▶ [To do]: Would you copy only the lines below, beginning with the one that contains "Each instance receives exactly one keypoint. Tag the concrete" and running through the last entry line?

▶ [Material to process]:
Begin

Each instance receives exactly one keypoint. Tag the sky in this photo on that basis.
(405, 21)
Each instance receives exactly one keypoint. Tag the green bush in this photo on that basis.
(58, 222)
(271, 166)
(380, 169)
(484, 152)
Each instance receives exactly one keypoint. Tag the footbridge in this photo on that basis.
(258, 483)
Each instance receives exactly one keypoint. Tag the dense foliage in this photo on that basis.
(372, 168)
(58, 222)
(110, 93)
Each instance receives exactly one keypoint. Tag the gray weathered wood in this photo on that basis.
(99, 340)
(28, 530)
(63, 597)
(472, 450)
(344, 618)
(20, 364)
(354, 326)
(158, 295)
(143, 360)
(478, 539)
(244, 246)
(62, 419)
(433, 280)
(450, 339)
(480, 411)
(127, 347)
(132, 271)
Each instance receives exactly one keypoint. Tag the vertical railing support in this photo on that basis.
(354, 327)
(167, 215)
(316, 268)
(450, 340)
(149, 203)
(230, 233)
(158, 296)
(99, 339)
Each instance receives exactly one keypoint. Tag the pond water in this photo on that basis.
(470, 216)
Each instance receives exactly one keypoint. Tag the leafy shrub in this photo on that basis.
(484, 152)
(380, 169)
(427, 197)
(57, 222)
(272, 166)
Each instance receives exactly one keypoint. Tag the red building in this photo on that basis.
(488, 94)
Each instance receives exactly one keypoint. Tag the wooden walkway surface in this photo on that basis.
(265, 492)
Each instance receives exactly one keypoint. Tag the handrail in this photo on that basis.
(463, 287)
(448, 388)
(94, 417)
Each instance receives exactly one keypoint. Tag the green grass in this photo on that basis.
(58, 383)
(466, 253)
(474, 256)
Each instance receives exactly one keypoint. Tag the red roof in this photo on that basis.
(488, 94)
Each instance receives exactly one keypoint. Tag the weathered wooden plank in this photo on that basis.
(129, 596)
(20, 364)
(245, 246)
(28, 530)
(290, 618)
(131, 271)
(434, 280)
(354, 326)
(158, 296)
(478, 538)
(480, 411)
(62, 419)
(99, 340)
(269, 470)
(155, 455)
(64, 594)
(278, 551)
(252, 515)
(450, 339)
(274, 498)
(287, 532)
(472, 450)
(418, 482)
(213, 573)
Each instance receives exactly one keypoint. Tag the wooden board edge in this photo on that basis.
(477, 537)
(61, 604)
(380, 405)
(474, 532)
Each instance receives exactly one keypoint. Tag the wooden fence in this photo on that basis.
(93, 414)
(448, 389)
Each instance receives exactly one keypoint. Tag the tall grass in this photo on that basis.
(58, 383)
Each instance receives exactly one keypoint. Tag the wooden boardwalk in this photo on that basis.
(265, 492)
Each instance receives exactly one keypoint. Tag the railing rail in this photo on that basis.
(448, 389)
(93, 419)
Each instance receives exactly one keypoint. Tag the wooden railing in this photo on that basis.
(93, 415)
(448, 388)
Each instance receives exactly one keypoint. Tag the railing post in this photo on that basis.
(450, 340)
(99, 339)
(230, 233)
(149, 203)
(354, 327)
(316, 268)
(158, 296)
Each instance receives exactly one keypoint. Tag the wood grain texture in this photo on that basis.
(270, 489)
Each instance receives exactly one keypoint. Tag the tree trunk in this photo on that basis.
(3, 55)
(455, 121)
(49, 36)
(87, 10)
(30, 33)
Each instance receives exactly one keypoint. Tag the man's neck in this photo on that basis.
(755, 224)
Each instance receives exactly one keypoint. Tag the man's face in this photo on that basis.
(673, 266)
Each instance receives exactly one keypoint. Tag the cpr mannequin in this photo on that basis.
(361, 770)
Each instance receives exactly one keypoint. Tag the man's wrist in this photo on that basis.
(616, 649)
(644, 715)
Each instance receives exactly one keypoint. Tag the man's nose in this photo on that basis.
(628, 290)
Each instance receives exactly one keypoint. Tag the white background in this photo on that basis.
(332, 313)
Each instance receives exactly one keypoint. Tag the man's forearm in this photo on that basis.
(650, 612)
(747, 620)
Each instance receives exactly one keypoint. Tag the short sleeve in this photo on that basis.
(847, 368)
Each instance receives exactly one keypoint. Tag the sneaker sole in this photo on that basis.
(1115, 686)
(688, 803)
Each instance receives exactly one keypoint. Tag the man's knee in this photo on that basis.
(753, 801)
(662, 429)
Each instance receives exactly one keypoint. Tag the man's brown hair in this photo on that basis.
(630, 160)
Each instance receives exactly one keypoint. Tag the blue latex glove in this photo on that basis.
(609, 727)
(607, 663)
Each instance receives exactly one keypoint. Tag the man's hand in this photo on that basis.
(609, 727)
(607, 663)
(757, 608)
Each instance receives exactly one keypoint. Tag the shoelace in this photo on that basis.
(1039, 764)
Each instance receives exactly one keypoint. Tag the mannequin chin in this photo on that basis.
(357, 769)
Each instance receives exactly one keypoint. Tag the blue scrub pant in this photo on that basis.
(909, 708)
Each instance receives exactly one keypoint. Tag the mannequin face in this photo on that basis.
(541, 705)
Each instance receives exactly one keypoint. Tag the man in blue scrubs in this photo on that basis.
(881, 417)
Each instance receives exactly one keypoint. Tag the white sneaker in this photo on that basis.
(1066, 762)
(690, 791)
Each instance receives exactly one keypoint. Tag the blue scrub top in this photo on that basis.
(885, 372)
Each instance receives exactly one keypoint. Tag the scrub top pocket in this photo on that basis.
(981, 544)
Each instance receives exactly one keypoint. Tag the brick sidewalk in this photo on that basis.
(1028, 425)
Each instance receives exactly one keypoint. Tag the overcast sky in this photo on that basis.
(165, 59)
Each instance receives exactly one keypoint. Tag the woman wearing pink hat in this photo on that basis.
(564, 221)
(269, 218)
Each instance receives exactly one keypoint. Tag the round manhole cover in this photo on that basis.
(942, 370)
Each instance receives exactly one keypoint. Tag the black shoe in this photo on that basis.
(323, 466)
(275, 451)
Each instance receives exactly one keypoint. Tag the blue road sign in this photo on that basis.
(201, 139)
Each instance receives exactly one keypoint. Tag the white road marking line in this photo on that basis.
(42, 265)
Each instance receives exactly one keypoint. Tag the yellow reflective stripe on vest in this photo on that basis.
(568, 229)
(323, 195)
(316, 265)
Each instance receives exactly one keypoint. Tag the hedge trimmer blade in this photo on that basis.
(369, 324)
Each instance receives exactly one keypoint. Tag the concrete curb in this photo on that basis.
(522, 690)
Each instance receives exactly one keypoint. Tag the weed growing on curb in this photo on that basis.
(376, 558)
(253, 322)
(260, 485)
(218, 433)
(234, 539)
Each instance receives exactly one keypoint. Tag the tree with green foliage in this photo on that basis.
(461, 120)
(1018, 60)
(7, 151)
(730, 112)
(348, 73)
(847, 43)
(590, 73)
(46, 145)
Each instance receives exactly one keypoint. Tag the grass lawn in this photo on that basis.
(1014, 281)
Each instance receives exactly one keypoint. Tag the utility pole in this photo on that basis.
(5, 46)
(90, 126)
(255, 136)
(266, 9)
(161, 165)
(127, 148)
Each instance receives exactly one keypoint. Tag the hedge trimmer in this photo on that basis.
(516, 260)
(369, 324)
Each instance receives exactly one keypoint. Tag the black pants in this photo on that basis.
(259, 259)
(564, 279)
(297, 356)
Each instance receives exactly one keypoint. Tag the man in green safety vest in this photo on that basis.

End

▶ [Solved exercise]:
Each instance receives exactly one keypoint. Tag the concrete curb in this photo on that basis.
(522, 690)
Each instance receives exactly one keypoint. Tag the weed growing on curb in this photo on that basis.
(376, 558)
(253, 322)
(260, 485)
(218, 433)
(234, 539)
Each instance receives exactly one keypoint. Tag the tree with green foliage in this photo on that basis.
(461, 120)
(1018, 60)
(7, 151)
(730, 112)
(348, 73)
(847, 43)
(590, 73)
(46, 145)
Each instance receives exactly one keypoint. Tag the grass lawn in this photo on that basis.
(1014, 281)
Each instance receives exactly one keypoint. Tag the utility pole in this photo on that basis.
(5, 46)
(90, 126)
(255, 136)
(266, 9)
(161, 165)
(127, 148)
Each instance receives exactly one keypoint. Tag the hedge trimmer in this photo on that basis.
(516, 260)
(369, 324)
Each instance receives exactly one keypoint. Tag the black pants in this photo on that basis.
(259, 259)
(564, 279)
(297, 356)
Each instance receives exactly one keypoint. Tag the man in green safety vest in this photo on that basis.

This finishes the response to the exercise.